## BEGIN QUOTED PASSAGE
Meet the Man Who Has Orchestrated The Donation of Over $8 Million to Rhino Conservation

Australian Rhino Project
For the Love of the Rhino
5 min readApr 2, 2017

President of Save African Rhino Foundation, Nicholas Duncan, shares with us his story of 30 years campaigning to raise funds for rhino conservation initiatives in Zimbabwe. During this time, Nicholas has seen the black rhino numbers increase from 3,500 in 1987 to 5,100 in 2017, to which Save African Rhino Foundation has played a large contribution.

Nicholas shares a personal moment with a hand reared orphan rhino whose parents were killed in a poaching incident at Imire in 2008. Image: Nicholas Duncan.

What’s your story?

In early June, 1987, I read an article saying that Africa’s black rhino numbers had decreased from 65,000 in 1972 down to only 3,500 in 1987, a 96% decrease! At the time I was in my early forties and doing quite well as a small businessman, had a massive love of animals and was open to new challenges. Three days later I was co founder of Save African Rhino Foundation and have proudly been its President for the last 28 years. We have raised and donated more than $8 million of equipment, kit and vital supplies into the field, particularly to the 12 rhino projects of Zimbabwe, plus NW Namibia and the Mozambique frontier with Kruger. We are wary of paying money out in the hope that it may be used correctly. We are a totally voluntary organisation and we all pay all of our own expenses in regularly visiting Zimbabwe.
## END QUOTED PASSAGE
(PROBLEM 1):
In the rhino conservation article, what was Africa's black rhino population in 1972?
(PROBLEM 2):
Pick out every line of the rows that contains the string "road", treating uppercase and lowercase as different.
The rows below have no connection to the rhino conservation article.
## BEGIN MATERIAL FOR THIS EXERCISE
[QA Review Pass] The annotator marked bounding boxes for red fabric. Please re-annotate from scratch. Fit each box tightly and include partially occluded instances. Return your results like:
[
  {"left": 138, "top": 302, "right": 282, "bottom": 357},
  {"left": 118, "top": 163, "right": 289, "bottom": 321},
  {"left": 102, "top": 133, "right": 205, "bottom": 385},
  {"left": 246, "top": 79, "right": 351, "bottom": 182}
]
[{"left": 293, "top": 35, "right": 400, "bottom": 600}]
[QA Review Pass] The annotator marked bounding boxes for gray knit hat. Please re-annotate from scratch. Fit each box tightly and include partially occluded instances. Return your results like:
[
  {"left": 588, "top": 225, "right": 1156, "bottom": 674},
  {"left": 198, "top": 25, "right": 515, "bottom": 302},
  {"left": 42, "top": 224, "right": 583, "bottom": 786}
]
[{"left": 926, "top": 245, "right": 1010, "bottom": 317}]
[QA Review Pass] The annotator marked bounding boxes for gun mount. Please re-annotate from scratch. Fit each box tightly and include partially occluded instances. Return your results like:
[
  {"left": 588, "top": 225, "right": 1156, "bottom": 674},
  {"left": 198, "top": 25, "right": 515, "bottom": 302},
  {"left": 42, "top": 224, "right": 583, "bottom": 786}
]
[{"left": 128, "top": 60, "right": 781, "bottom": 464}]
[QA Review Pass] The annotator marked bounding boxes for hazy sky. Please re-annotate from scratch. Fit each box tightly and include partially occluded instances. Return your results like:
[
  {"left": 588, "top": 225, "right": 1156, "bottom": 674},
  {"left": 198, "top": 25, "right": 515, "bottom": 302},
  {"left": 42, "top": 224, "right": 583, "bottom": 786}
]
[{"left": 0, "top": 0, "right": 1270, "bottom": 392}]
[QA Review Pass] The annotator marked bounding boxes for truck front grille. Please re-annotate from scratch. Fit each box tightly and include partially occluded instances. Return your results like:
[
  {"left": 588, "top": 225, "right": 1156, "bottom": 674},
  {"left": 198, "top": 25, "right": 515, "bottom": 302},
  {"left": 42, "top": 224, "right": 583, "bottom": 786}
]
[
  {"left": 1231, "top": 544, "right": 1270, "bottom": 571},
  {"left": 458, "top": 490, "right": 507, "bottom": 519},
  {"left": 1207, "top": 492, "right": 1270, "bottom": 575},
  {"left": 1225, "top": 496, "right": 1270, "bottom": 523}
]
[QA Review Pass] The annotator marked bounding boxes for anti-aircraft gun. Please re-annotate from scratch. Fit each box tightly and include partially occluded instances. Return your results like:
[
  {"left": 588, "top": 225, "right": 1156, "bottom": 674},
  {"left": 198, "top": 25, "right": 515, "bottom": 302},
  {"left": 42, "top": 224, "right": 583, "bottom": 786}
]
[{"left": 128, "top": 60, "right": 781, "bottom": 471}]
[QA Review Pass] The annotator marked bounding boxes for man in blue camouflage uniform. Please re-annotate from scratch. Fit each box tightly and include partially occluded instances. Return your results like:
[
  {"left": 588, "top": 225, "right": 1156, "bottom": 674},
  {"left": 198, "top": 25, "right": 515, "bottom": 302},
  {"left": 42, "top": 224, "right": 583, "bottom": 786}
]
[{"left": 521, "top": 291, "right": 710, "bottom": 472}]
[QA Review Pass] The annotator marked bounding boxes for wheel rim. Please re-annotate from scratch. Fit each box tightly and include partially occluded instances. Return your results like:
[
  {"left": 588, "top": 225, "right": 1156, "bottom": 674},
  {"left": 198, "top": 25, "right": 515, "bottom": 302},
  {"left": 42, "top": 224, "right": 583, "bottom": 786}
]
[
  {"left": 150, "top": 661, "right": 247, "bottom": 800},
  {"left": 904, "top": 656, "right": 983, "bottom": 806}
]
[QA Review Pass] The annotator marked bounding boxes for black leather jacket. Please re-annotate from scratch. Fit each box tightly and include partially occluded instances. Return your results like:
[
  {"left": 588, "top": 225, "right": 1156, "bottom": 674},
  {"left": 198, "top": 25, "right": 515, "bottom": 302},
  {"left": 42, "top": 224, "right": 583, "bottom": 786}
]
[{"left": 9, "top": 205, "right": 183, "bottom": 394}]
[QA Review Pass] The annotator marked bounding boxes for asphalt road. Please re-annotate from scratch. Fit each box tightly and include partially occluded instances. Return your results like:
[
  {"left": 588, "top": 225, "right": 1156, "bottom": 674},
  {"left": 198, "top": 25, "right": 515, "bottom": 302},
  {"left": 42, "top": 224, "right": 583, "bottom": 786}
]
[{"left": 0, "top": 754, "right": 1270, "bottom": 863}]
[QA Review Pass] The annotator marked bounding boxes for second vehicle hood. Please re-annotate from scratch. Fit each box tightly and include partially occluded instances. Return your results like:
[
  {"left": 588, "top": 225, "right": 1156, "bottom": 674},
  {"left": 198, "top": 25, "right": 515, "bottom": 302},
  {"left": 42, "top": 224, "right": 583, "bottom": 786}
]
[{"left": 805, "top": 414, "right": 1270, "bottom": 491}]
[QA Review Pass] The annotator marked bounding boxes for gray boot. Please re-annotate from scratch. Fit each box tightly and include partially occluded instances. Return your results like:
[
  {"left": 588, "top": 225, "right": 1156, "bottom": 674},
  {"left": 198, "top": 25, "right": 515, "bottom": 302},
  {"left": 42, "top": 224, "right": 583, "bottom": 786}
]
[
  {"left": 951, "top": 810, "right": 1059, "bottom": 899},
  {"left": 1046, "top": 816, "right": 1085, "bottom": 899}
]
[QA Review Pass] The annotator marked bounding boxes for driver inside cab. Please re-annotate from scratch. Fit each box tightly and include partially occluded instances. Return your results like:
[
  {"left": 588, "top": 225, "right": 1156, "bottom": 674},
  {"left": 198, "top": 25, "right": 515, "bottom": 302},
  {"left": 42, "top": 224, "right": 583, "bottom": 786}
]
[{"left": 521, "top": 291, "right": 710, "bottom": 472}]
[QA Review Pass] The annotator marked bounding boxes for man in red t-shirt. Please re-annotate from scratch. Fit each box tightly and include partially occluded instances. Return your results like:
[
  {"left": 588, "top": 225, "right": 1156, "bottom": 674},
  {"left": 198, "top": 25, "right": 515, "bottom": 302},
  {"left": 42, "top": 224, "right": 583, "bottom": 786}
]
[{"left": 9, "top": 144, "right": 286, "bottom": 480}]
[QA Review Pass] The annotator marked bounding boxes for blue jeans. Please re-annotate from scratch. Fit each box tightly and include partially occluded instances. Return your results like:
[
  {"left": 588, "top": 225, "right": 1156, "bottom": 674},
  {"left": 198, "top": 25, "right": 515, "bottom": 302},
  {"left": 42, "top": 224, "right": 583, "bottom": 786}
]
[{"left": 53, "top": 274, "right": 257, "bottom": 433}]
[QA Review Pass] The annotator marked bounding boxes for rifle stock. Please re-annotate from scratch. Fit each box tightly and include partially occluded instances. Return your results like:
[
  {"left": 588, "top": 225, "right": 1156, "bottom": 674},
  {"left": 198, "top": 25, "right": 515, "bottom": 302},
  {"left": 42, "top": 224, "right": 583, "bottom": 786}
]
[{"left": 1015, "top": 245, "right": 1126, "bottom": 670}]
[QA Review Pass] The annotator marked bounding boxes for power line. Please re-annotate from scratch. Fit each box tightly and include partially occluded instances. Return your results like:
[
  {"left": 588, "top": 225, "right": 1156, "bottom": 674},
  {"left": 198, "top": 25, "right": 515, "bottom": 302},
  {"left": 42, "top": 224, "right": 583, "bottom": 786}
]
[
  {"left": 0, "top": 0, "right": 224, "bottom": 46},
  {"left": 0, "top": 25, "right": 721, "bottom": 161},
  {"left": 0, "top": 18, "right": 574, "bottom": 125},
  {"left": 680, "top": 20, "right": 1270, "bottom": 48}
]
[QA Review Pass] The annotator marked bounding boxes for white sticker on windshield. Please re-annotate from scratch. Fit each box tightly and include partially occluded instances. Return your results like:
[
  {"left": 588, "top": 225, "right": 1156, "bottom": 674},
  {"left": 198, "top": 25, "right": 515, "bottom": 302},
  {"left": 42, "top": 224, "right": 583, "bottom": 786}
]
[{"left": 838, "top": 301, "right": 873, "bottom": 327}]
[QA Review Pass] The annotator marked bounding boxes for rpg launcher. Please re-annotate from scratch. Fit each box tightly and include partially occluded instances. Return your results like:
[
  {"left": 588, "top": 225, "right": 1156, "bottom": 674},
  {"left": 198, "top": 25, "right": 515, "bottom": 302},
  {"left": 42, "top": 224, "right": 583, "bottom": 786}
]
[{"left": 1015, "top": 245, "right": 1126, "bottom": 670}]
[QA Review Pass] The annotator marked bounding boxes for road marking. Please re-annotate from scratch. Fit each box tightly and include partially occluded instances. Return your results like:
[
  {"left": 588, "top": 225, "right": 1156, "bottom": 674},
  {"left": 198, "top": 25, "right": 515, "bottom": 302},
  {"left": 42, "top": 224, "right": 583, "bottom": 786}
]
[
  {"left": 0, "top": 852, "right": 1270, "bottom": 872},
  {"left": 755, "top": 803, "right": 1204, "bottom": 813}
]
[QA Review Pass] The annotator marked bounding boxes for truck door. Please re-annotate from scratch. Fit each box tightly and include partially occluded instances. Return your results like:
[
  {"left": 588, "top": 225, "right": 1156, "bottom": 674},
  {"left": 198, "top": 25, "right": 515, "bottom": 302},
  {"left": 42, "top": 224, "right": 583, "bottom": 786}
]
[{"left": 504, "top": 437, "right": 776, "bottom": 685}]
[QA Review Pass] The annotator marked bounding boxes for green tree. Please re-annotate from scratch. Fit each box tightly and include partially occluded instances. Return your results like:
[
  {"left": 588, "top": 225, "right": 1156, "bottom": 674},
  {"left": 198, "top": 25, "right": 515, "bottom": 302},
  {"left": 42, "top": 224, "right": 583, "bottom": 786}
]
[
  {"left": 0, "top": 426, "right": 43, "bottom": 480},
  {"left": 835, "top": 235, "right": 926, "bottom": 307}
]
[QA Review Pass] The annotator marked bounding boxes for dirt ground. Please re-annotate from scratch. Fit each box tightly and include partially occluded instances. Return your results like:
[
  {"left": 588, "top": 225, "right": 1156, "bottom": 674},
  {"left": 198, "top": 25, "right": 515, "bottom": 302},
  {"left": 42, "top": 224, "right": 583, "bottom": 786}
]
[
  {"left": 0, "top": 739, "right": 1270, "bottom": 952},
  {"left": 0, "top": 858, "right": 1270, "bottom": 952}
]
## END MATERIAL FOR THIS EXERCISE
(PROBLEM SOLUTION 1):
65,000

(PROBLEM SOLUTION 2):
[QA Review Pass] The annotator marked bounding boxes for asphalt road. Please re-annotate from scratch. Fit each box tightly and include partially occluded instances. Return your results like:
[QA Review Pass] The annotator marked bounding boxes for road marking. Please re-annotate from scratch. Fit each box tightly and include partially occluded instances. Return your results like:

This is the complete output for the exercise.